Dataset entries:

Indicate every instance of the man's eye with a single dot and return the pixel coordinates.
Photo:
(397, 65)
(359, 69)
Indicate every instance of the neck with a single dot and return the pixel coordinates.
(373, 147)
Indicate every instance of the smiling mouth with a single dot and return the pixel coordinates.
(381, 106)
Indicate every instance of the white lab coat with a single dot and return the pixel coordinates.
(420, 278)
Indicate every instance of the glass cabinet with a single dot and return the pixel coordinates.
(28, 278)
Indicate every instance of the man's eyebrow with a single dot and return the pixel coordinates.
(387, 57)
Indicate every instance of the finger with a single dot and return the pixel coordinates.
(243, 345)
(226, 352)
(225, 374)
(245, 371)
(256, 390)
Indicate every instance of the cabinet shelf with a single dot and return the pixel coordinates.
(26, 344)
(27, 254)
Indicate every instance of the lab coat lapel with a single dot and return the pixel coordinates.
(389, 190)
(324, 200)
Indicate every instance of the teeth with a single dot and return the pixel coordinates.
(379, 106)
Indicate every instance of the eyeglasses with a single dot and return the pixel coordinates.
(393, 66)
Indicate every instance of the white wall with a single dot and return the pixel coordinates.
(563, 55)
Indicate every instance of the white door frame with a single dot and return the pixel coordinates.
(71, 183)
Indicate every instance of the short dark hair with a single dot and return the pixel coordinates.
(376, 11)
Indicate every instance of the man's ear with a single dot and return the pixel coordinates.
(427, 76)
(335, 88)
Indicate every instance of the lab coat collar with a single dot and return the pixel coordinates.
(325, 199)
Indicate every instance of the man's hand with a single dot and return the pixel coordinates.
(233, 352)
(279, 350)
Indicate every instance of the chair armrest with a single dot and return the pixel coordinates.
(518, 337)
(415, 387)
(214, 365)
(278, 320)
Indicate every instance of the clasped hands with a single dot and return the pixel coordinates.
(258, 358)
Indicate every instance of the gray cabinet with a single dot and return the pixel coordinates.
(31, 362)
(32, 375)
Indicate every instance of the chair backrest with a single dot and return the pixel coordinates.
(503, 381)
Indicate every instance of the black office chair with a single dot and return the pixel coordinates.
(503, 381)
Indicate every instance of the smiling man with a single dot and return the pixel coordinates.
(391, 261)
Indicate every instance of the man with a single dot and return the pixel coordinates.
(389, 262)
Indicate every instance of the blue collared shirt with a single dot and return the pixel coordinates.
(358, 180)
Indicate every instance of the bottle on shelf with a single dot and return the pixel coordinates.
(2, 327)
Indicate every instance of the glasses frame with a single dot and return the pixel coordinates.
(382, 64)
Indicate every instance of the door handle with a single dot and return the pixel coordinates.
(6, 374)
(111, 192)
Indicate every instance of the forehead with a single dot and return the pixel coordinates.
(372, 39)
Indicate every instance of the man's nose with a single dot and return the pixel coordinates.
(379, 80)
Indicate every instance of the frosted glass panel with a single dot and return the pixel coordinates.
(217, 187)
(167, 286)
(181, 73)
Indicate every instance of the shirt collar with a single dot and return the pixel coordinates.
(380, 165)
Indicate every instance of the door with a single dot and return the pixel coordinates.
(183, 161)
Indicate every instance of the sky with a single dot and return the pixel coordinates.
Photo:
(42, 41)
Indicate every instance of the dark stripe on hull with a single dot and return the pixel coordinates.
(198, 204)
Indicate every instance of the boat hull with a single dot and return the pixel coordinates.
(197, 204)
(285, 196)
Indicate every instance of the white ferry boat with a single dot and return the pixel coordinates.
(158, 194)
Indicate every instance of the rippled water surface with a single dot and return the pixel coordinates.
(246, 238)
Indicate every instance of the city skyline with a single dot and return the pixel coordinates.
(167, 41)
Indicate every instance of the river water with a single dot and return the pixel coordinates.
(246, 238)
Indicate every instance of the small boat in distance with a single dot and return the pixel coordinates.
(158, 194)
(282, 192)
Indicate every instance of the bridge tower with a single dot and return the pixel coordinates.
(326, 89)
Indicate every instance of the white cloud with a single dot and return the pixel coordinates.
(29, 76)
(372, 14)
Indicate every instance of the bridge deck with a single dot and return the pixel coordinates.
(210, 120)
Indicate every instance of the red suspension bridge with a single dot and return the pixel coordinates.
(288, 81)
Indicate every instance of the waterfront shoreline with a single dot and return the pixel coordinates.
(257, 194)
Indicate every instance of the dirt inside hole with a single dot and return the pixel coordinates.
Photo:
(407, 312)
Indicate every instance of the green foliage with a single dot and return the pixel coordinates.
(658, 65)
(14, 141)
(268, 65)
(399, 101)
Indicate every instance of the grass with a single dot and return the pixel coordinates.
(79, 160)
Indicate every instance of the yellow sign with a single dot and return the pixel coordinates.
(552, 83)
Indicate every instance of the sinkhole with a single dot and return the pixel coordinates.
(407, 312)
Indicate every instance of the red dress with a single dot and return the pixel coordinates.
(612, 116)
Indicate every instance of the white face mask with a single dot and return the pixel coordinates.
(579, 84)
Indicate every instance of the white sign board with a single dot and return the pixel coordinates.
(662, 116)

**To be done:**
All of the material above needs to be copied exactly.

**Result of this task:**
Indicate every instance of the man's eye with a single dot and return the pixel coordinates.
Photo:
(397, 65)
(359, 69)
Indicate every instance of the neck with a single dot and return the pixel coordinates.
(373, 147)
Indicate every instance of the smiling mouth with a single dot and return the pixel coordinates.
(381, 106)
Indicate every instance of the white lab coat with a single dot and return the pixel coordinates.
(420, 278)
Indicate every instance of the glass cabinet with a single dot and return the pixel coordinates.
(28, 278)
Indicate every instance of the man's eyebrow with a single dot and return the pixel coordinates.
(387, 57)
Indicate every instance of the finger with a single dot and return the pixel coordinates.
(243, 345)
(226, 352)
(225, 374)
(245, 371)
(256, 390)
Indicate every instance of the cabinet shelf with a single dot and return the pixel coordinates.
(26, 344)
(27, 254)
Indicate every instance of the lab coat lapel with a single dot and return the pixel coordinates.
(389, 190)
(324, 200)
Indicate every instance of the teeth with a single dot and return the pixel coordinates.
(379, 106)
Indicate every instance of the eyeglasses with a single dot and return the pixel coordinates.
(393, 66)
Indicate every instance of the white wall with a single dot and return the pixel coordinates.
(563, 55)
Indicate every instance of the white door frame with a single dot and return the pixel coordinates.
(71, 183)
Indicate every instance of the short dark hair with a single dot and return the pixel coordinates.
(376, 11)
Indicate every instance of the man's ear with a single dot and return the pixel coordinates.
(427, 76)
(335, 88)
Indicate every instance of the lab coat collar with a single dot and return the pixel coordinates.
(325, 199)
Indicate every instance of the man's hand with a single dot and return the pixel coordinates.
(233, 352)
(279, 350)
Indicate every instance of the chair armrest with a single dot and return the pixel coordinates.
(518, 337)
(415, 387)
(214, 365)
(278, 320)
Indicate every instance of the clasped hands with a single dot and return the pixel coordinates.
(258, 358)
Indicate every instance of the gray cabinet with a single dot and return the pixel coordinates.
(31, 362)
(32, 375)
Indicate every instance of the chair backrest with a single dot and return the pixel coordinates.
(503, 381)
Indicate every instance of the black office chair with a single dot and return the pixel coordinates.
(503, 381)
Indicate every instance of the smiling man with a single dot and return the pixel coordinates.
(391, 261)
Indicate every instance of the man with a single dot and return the pixel coordinates.
(389, 262)
Indicate every instance of the blue collared shirt with a single dot and return the pixel coordinates.
(358, 180)
Indicate every instance of the bottle on shelf with a single dot and return the pixel coordinates.
(2, 327)
Indicate every instance of the glasses frame with a single dot and return the pixel coordinates.
(382, 64)
Indicate every instance of the door handle with a single dot and return the pixel coordinates.
(6, 374)
(111, 192)
Indicate every instance of the forehead with a single dot and return the pixel coordinates.
(372, 39)
Indicate every instance of the man's nose with a single dot and return the pixel coordinates.
(379, 80)
Indicate every instance of the frosted glass panel with a single dot and return the pixel coordinates.
(217, 187)
(167, 286)
(181, 73)
Indicate every instance of the shirt collar with a single dot and return the pixel coordinates.
(380, 165)
Indicate every instance of the door with a single dot and return the pixel coordinates.
(183, 161)
Indicate every instance of the sky with a single dot and return the pixel coordinates.
Photo:
(42, 41)
Indicate every instance of the dark stripe on hull with a single dot and return the pixel coordinates.
(198, 204)
Indicate every instance of the boat hull with a single dot and return the pixel coordinates.
(197, 204)
(285, 196)
Indicate every instance of the white ferry boat with a single dot and return the pixel coordinates.
(158, 194)
Indicate every instance of the rippled water surface with a single dot and return the pixel coordinates.
(246, 238)
Indicate every instance of the city skyline with a single dot and return the pixel coordinates.
(167, 41)
Indicate every instance of the river water with a single dot and return the pixel coordinates.
(246, 238)
Indicate every instance of the small boat in distance with a single dot and return the pixel coordinates.
(158, 194)
(282, 192)
Indicate every instance of the bridge tower with a single dot and return the pixel coordinates.
(326, 89)
Indicate every instance of the white cloud with a single dot and return the pixel coordinates.
(29, 76)
(372, 14)
Indicate every instance of the bridge deck with a single dot and return the pixel coordinates.
(210, 120)
Indicate every instance of the red suspension bridge with a single dot and return the pixel coordinates.
(288, 81)
Indicate every instance of the waterfront shoreline with a single dot and return the pixel coordinates.
(257, 194)
Indicate every instance of the dirt inside hole with a single dot and return the pixel coordinates.
Photo:
(407, 312)
Indicate every instance of the green foliage with a single dot and return the pixel coordinates.
(658, 65)
(14, 141)
(268, 65)
(399, 101)
Indicate every instance of the grass with a single dot and return the pixel coordinates.
(79, 160)
Indicate every instance of the yellow sign with a single dot and return the pixel coordinates.
(552, 83)
Indicate every instance of the sinkhole with a single dot and return the pixel coordinates.
(407, 312)
Indicate every instance of the red dress with a single dot and return the pixel coordinates.
(612, 116)
Indicate every instance of the white face mask with a single dot and return the pixel coordinates.
(579, 84)
Indicate every instance of the white sign board with a single dot and return the pixel coordinates.
(662, 116)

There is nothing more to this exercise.